* Prompt: Could you copy out the passage about the AIDS Ride below, word for word and in full?

And the AIDS Ride, both the 1999 storm-shortened version (thanks, Hurricane Floyd) and the full ride (finally!) in 2000, was a sacramental event.  Everyone participating was drawn into something larger, better, richer, and more meaningful than we had imagined. There was a kindness that extended like a ribbon along the entire 250-mile course. I had memorized part of an Adrienne Rich poem that captured this phenomenon, and I would recite it to myself on the long, hard hills.

“…I have never seen my own forces so taken up and shared and given back. After the long training, the early sieges, we are moving almost effortlessly in our love…”

The Ride, more than anything, was joyful.

(There is a long and sad post-script to the AIDS Ride story globally, and if you’re interested I’d suggest checking out the website of Pallotta Teamworks, the Ride creator and organizer. Founder Dan Pallotta has written a book and hit the Ted Talk circuit, as well.)

What the AIDS Ride did (in addition to raising hundreds of millions of dollars) was to invite participants to change – and, importantly, expand – our perspective and our expectations of ourselves. Insofar as I consider myself an athlete at all, it’s because of the AIDS Ride. And insofar as I consider myself an activist, it’s also because of the AIDS Ride.

* Entries shown:
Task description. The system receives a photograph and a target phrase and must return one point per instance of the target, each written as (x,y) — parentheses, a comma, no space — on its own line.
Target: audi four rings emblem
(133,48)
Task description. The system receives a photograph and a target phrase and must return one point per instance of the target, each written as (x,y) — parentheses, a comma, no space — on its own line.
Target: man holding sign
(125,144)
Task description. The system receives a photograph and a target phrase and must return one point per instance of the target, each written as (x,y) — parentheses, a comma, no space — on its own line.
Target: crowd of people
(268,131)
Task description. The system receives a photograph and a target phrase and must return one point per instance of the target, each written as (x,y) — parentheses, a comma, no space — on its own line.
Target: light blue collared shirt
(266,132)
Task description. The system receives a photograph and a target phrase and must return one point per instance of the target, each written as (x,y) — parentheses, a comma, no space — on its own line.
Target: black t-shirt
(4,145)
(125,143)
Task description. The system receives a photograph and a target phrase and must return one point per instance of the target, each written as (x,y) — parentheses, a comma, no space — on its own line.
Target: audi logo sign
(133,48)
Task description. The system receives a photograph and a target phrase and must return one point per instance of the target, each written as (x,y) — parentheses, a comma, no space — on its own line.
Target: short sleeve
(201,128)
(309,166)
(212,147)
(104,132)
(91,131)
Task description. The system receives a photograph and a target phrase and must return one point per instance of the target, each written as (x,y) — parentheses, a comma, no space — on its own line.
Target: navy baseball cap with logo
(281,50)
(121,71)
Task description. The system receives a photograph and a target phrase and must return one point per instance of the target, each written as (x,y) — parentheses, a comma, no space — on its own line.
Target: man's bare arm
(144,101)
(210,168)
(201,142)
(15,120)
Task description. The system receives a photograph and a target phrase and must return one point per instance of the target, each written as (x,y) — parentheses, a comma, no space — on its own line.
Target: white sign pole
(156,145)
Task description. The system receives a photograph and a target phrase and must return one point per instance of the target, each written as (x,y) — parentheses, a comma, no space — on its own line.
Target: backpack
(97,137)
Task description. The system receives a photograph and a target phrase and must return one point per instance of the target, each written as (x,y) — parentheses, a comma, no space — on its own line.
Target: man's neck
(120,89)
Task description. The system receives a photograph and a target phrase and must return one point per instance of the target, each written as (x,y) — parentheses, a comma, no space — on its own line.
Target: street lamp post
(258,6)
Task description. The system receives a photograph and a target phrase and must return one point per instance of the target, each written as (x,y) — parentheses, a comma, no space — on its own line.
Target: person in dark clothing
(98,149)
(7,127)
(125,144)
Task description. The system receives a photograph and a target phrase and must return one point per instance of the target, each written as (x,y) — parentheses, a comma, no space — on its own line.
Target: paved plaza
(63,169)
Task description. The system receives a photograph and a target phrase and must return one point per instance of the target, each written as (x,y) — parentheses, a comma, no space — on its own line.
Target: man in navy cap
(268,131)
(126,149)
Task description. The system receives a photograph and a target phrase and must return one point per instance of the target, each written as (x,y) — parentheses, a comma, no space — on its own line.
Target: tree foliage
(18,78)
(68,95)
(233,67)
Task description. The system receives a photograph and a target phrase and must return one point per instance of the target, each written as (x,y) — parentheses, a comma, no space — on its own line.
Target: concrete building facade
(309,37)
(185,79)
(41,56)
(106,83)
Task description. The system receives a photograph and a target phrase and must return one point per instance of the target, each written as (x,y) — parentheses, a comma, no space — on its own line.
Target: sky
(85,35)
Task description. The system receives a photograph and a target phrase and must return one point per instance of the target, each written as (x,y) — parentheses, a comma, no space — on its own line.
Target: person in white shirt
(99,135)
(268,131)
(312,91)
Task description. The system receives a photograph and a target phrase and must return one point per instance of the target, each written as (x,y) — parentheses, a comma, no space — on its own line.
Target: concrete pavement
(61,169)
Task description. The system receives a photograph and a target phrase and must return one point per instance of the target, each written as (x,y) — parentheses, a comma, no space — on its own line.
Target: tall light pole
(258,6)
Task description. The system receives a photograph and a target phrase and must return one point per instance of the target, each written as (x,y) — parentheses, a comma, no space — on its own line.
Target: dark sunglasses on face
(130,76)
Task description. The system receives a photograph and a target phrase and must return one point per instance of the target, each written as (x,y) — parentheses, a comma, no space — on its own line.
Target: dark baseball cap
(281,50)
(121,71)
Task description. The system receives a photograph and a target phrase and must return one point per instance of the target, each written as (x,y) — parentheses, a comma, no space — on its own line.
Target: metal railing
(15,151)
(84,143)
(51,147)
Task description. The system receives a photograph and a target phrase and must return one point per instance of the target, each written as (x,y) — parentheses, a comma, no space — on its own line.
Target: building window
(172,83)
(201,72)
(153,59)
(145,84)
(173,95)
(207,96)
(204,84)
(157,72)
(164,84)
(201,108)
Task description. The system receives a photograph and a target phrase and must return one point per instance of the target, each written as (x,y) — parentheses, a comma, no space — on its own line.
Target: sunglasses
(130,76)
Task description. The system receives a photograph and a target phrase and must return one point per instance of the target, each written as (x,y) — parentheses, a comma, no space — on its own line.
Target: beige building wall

* Task answer:
And the AIDS Ride, both the 1999 storm-shortened version (thanks, Hurricane Floyd) and the full ride (finally!) in 2000, was a sacramental event.  Everyone participating was drawn into something larger, better, richer, and more meaningful than we had imagined. There was a kindness that extended like a ribbon along the entire 250-mile course. I had memorized part of an Adrienne Rich poem that captured this phenomenon, and I would recite it to myself on the long, hard hills.

“…I have never seen my own forces so taken up and shared and given back. After the long training, the early sieges, we are moving almost effortlessly in our love…”

The Ride, more than anything, was joyful.

(There is a long and sad post-script to the AIDS Ride story globally, and if you’re interested I’d suggest checking out the website of Pallotta Teamworks, the Ride creator and organizer. Founder Dan Pallotta has written a book and hit the Ted Talk circuit, as well.)

What the AIDS Ride did (in addition to raising hundreds of millions of dollars) was to invite participants to change – and, importantly, expand – our perspective and our expectations of ourselves. Insofar as I consider myself an athlete at all, it’s because of the AIDS Ride. And insofar as I consider myself an activist, it’s also because of the AIDS Ride.